# Huge debt: multiple cc and personal loans.



## IAmAStupid (19 Feb 2010)

*Age:*
38

*Spouse’s/Partner's age:*
39


*Annual gross income from employment or profession:*
E40,000 – I get 2950PM after tax + 300 child benefit.

*Annual gross income spouse:*
nothing, she is a house wife

*Type of employment:*
Private sector employee

*Expenditure pattern:*
We are both generally 'savers'

*Rough estimate of value of home*
Living in a rented apartment, E700 per month.
I don’t own a house.

*Other borrowings – car loans/personal loans etc*
Personal Loan 1 (total e14000): e 425 PM
Personal Loan 2 (total e4500): e 207 PM
Personal Loan 3(total e3900): e 105 PM
CC1 (balance 6500): 30 e PM (3.9% interest rate)
CC1 (balance 9500): 200 e PM (2.9% interest rate)
CC1 (balance 4000): 90 e PM (3.9% interest rate)
CC1 (balance 2500): 70 e PM (0% interest rate)
CC1 (balance 2700): 30 e PM (0% interest rate)

*Other outgoings – PM*

Telephone and broadband – 80e per month
ESB – 100e per month
Transport charges (BUS, I don’t have a car) – 60e per month
Food + other.exp. – 500e PM

*Do you pay off your full credit card balance each month?*
Yes, but on special interest rate balances I will pay only minimum.

*Savings and investments:*
e15000 earnings, we put on a investment abroad with a good returns, about 250e PM.

*Do you have a pension scheme?*
No

*Do you own any investment or other property?*
Yes, I have some shares from banks worth now e15000.
- - -
#### [Written instruction]
Reproduce the debt post word for word, everything from "CC1 (balance 9500): 200" down to "30 e PM (0% interest rate)". The records that follow this post come from another source.

#### [Raw records]
- - -
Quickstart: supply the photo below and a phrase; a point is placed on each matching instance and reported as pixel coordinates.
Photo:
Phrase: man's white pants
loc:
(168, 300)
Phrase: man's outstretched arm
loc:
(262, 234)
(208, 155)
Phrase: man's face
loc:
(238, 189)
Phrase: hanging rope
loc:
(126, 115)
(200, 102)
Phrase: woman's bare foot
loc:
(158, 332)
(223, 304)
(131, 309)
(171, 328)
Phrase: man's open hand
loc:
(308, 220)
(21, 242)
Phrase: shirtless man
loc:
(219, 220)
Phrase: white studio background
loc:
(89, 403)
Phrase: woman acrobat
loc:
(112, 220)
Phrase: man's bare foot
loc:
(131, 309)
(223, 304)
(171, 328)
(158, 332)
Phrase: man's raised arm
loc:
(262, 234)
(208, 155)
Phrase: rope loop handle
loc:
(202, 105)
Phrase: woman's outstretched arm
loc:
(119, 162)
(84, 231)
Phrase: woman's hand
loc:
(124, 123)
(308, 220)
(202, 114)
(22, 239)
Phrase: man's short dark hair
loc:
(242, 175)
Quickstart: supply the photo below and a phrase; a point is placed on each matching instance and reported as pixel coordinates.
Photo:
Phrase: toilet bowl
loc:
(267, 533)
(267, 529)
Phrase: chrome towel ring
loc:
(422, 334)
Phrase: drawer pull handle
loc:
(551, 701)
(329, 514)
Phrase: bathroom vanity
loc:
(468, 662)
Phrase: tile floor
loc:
- - -
#### [Response to this exercise]
CC1 (balance 9500): 200 e PM (2.9% interest rate)
CC1 (balance 4000): 90 e PM (3.9% interest rate)
CC1 (balance 2500): 70 e PM (0% interest rate)
CC1 (balance 2700): 30 e PM (0% interest rate)